◆ **Given passage**:
Bright and early yesterday I heard NPR report the results of study of women who stopped drinking alcohol for 2 weeks. The researcher measured the bone turnover markers and concluded that the alcohol had the effect of slowing the bone remodeling process.
Red flags went off for me – but I listened to the end of the report and thankfully the author included a quote from a scientist who admits that studies can be misinterpreted and we must be careful about the impact of their conclusions and the messages we might send.
OK – excellent. Crisis averted.
Then, later that day, the alerts about news coverage exploded!
“Study Finds Wine Boosts Bone Health” Examiner.com
“Ladies, Drink to Your (Bone) Health” – Newsday
“Say Cheers to Bone Health” allvoices.com
“Alcohol Good for Bone Health in Women” ABC7 – Chicago
The worst I read included was from my hometown news WRAL whose lead was “There may be new medicine to help prevent bone loss, but it’s not found in pharmacies. Restaurants, bars and ABC liquor stores could hold the key. Women who want to prevent osteoporosis may want to raise their glass.”
I am not a humorless person and I do enjoy wine, but I was shocked with the implications of so many responsible news outlets.
Let’s not kid ourselves – a serving of wine is 5 ounces – a tad over ½ cup. That’s not much. Epidemiological studies have shown that chronic consumption of more than 3 serving a day (15 ounces or 1½ cups) increases risk of fracture.
Moderation = good. Sensational headlines = bad.

◆ **Task list**:
• 1. According to the post about news coverage of the alcohol and bone study, how large is a serving of wine?
• 2. Summarize the post about news coverage of the alcohol and bone study in two sentences.
• 3. List every news outlet named in the post about news coverage of the alcohol and bone study.

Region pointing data
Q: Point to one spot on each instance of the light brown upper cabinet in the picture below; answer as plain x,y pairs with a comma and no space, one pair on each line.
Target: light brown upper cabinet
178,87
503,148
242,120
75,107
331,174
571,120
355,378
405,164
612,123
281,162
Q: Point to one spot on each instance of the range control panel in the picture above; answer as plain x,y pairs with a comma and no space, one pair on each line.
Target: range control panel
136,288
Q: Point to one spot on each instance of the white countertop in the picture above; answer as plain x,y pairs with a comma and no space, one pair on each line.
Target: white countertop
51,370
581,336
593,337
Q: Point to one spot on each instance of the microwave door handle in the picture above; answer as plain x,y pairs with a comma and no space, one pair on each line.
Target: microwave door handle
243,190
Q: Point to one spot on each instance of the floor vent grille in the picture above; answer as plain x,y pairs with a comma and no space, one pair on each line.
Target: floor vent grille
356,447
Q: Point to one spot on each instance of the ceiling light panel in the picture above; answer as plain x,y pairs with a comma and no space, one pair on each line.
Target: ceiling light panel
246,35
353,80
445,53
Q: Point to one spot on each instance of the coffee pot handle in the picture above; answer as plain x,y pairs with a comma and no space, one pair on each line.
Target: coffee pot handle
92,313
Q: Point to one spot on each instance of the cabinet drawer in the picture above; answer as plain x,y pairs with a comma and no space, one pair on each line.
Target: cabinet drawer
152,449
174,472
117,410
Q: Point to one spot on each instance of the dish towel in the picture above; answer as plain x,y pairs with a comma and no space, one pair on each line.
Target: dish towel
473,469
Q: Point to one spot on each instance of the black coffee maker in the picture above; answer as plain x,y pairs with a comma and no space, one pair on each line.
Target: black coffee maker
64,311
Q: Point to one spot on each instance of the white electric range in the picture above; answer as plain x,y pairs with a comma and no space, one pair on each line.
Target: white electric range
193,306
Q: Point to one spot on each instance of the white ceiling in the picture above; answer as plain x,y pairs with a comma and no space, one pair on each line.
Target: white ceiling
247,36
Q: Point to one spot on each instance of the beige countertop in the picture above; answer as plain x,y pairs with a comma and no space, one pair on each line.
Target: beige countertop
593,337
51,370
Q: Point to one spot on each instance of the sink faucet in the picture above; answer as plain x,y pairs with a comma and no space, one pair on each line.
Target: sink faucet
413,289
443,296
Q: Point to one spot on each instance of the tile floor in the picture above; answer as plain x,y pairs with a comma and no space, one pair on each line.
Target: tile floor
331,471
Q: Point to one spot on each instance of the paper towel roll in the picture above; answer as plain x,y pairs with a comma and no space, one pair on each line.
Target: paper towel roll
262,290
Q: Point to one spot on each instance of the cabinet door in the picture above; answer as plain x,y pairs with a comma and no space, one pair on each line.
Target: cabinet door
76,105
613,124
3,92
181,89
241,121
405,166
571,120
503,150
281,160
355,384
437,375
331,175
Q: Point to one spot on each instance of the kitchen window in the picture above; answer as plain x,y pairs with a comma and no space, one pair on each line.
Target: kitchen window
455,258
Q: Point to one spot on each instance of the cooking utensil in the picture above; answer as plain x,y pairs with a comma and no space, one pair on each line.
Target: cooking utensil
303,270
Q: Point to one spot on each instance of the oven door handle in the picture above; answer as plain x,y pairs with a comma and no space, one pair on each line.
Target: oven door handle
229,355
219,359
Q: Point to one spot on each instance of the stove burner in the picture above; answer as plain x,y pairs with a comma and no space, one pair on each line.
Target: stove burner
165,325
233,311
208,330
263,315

◆ **Per-task answers**:
• 1. A serving of wine is 5 ounces, a little over ½ cup.

• 2. A study of women who stopped drinking alcohol for two weeks concluded that alcohol slows bone remodeling, and although NPR's report included a warning that studies can be misinterpreted, many news outlets ran headlines suggesting that drinking is good for bone health. The writer objects to these sensational headlines, noting that a wine serving is only 5 ounces and that regularly drinking more than 3 servings a day has been shown to increase fracture risk.

• 3. NPR, Examiner.com, Newsday, allvoices.com, ABC7 – Chicago, WRAL